Exercise prompt ▸
Start at the first line of the listing below. Write out each line exactly, stopping after the one that contains "target | colorful beach umbrella".
=== Working data ===
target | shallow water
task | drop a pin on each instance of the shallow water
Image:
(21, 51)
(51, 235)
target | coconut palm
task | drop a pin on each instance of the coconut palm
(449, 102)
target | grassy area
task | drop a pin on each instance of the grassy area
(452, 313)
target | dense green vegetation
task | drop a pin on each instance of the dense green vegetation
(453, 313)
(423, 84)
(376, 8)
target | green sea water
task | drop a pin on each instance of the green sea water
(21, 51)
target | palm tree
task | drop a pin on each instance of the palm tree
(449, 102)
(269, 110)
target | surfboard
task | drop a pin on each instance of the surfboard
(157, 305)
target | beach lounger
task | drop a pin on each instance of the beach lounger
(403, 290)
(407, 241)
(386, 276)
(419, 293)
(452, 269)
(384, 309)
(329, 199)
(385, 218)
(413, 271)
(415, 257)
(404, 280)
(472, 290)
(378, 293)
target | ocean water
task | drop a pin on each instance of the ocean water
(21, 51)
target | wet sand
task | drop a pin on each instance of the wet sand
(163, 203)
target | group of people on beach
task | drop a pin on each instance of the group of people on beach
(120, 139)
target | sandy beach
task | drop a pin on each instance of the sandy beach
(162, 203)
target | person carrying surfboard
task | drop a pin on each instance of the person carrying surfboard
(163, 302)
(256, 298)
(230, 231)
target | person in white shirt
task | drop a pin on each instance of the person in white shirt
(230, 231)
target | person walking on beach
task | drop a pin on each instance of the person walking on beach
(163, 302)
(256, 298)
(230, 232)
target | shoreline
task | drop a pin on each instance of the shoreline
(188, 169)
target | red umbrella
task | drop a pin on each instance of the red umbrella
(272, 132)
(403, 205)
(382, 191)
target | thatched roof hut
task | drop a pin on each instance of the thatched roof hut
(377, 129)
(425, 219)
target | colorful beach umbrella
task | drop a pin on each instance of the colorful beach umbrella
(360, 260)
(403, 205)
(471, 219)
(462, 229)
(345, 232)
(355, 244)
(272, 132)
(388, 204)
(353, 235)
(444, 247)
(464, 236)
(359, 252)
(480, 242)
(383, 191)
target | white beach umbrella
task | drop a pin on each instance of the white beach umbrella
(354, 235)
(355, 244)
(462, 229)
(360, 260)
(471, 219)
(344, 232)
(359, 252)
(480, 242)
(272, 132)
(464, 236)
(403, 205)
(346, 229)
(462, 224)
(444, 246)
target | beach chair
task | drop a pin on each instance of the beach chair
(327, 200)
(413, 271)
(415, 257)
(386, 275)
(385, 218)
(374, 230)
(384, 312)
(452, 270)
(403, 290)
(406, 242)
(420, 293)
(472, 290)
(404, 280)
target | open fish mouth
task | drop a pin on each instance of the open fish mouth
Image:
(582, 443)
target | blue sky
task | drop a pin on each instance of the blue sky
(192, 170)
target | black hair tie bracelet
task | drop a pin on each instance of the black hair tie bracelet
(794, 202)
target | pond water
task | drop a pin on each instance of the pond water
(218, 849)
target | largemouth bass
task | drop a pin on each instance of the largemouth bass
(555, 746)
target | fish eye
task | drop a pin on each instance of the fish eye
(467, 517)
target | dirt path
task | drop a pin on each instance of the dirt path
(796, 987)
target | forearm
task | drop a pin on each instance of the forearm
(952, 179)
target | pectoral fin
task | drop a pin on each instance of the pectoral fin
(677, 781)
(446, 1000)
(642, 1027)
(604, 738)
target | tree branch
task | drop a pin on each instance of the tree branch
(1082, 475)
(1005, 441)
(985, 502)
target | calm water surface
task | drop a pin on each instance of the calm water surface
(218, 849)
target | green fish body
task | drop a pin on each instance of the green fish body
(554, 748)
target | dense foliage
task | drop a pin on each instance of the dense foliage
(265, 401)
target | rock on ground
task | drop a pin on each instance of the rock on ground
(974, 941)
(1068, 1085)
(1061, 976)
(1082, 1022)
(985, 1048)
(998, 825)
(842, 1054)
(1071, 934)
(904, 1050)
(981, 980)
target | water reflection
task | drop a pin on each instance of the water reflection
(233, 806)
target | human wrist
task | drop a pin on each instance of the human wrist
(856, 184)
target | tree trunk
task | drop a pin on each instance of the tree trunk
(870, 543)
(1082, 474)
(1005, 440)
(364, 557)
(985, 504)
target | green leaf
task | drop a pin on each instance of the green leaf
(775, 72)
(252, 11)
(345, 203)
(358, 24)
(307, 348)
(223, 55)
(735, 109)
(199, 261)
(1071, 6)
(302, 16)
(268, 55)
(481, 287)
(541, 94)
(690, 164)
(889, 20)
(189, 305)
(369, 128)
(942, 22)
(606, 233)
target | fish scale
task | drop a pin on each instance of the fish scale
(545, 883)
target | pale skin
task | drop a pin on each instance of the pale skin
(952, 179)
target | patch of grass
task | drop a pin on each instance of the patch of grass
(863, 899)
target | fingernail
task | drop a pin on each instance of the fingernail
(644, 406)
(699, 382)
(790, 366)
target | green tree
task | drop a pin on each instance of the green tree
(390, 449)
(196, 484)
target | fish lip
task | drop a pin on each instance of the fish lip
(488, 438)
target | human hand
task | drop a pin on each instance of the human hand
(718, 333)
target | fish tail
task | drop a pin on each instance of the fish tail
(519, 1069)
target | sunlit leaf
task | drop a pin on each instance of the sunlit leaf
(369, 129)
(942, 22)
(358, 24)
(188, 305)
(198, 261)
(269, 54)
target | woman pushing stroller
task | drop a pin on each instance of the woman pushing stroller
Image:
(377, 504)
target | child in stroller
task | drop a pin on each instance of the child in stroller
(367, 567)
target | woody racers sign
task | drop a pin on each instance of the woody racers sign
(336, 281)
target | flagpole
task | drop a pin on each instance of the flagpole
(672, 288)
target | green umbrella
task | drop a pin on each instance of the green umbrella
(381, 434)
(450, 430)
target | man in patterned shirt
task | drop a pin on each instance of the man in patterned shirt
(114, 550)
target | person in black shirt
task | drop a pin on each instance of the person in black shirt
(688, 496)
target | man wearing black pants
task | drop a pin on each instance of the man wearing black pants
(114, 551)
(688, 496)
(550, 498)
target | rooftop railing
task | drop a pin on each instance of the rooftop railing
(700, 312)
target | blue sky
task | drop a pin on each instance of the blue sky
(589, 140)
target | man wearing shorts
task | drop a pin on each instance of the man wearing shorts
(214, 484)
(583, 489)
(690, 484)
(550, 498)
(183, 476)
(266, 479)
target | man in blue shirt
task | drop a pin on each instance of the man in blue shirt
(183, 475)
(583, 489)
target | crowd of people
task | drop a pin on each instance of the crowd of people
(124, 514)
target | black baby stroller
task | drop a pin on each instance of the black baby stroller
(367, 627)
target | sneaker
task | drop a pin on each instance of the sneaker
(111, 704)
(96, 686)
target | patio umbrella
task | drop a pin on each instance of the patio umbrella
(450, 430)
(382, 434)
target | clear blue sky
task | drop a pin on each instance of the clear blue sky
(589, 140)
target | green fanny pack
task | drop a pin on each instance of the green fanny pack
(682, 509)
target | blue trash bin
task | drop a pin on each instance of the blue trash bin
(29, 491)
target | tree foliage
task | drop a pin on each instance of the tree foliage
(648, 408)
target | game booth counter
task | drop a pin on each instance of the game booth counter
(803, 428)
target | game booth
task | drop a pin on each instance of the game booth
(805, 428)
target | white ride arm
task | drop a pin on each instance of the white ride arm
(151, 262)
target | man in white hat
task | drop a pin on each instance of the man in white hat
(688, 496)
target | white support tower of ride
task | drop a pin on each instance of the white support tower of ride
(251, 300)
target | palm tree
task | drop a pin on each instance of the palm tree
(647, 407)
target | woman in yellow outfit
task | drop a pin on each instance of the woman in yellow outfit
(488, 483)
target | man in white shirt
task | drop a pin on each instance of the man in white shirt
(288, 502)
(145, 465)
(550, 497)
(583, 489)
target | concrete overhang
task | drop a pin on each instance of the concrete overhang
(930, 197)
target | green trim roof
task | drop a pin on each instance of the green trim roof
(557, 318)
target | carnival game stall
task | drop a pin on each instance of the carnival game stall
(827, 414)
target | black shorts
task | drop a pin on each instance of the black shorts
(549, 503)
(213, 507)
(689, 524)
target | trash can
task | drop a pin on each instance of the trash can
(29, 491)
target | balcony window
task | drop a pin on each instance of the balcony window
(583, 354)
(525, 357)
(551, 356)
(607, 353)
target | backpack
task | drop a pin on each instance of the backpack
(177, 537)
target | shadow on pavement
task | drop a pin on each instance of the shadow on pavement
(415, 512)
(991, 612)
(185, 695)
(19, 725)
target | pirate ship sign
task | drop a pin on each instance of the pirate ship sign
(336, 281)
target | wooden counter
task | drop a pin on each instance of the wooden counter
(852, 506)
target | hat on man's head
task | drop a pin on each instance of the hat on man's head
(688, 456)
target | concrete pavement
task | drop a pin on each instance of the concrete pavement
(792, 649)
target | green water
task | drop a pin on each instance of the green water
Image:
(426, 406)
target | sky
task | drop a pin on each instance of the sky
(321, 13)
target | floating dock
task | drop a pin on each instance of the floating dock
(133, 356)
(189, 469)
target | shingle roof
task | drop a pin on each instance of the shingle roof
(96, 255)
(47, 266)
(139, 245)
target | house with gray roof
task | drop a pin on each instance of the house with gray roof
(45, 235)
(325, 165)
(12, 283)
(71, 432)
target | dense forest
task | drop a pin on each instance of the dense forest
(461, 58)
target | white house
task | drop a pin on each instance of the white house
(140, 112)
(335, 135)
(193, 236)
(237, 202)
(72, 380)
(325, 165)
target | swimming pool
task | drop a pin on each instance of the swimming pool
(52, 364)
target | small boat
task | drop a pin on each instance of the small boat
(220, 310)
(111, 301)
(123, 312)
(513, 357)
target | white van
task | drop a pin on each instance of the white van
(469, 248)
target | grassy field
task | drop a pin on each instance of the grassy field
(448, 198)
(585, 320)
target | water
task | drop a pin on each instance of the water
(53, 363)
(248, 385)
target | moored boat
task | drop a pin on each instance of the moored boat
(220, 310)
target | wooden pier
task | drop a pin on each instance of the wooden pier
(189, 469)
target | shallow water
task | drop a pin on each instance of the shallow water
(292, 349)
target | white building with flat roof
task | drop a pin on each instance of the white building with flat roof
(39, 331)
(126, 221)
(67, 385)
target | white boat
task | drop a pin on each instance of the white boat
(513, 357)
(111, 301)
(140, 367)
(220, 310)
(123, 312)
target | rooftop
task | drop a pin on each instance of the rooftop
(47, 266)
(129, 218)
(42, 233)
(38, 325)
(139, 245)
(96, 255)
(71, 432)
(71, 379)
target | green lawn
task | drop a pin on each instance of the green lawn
===
Output of the task ▸
target | shallow water
task | drop a pin on each instance of the shallow water
Image:
(21, 51)
(51, 235)
target | coconut palm
task | drop a pin on each instance of the coconut palm
(449, 102)
target | grassy area
task | drop a pin on each instance of the grassy area
(452, 313)
target | dense green vegetation
task | drop a pin on each instance of the dense green vegetation
(453, 313)
(423, 84)
(376, 8)
target | green sea water
task | drop a pin on each instance of the green sea water
(21, 51)
target | palm tree
task | drop a pin on each instance of the palm tree
(449, 102)
(269, 110)
target | surfboard
task | drop a pin on each instance of the surfboard
(157, 305)
target | beach lounger
task | drop a pin on each instance of the beach lounger
(403, 290)
(407, 241)
(386, 276)
(419, 293)
(452, 269)
(384, 309)
(329, 199)
(385, 218)
(413, 271)
(415, 257)
(404, 280)
(472, 290)
(378, 293)
target | ocean water
task | drop a pin on each instance of the ocean water
(21, 51)
target | wet sand
task | drop a pin on each instance of the wet sand
(163, 203)
target | group of people on beach
task | drop a pin on each instance of the group of people on beach
(120, 139)
target | sandy beach
task | drop a pin on each instance of the sandy beach
(162, 203)
target | person carrying surfboard
task | drop a pin on each instance of the person carrying surfboard
(163, 302)
(256, 298)
(230, 231)
target | person in white shirt
task | drop a pin on each instance of the person in white shirt
(230, 231)
target | person walking on beach
task | drop a pin on each instance of the person walking on beach
(163, 302)
(256, 298)
(230, 232)
target | shoreline
task | drop a pin on each instance of the shoreline
(188, 169)
target | red umbrella
task | drop a pin on each instance of the red umbrella
(272, 132)
(403, 205)
(382, 191)
target | thatched roof hut
task | drop a pin on each instance of the thatched roof hut
(377, 129)
(425, 219)
target | colorful beach umbrella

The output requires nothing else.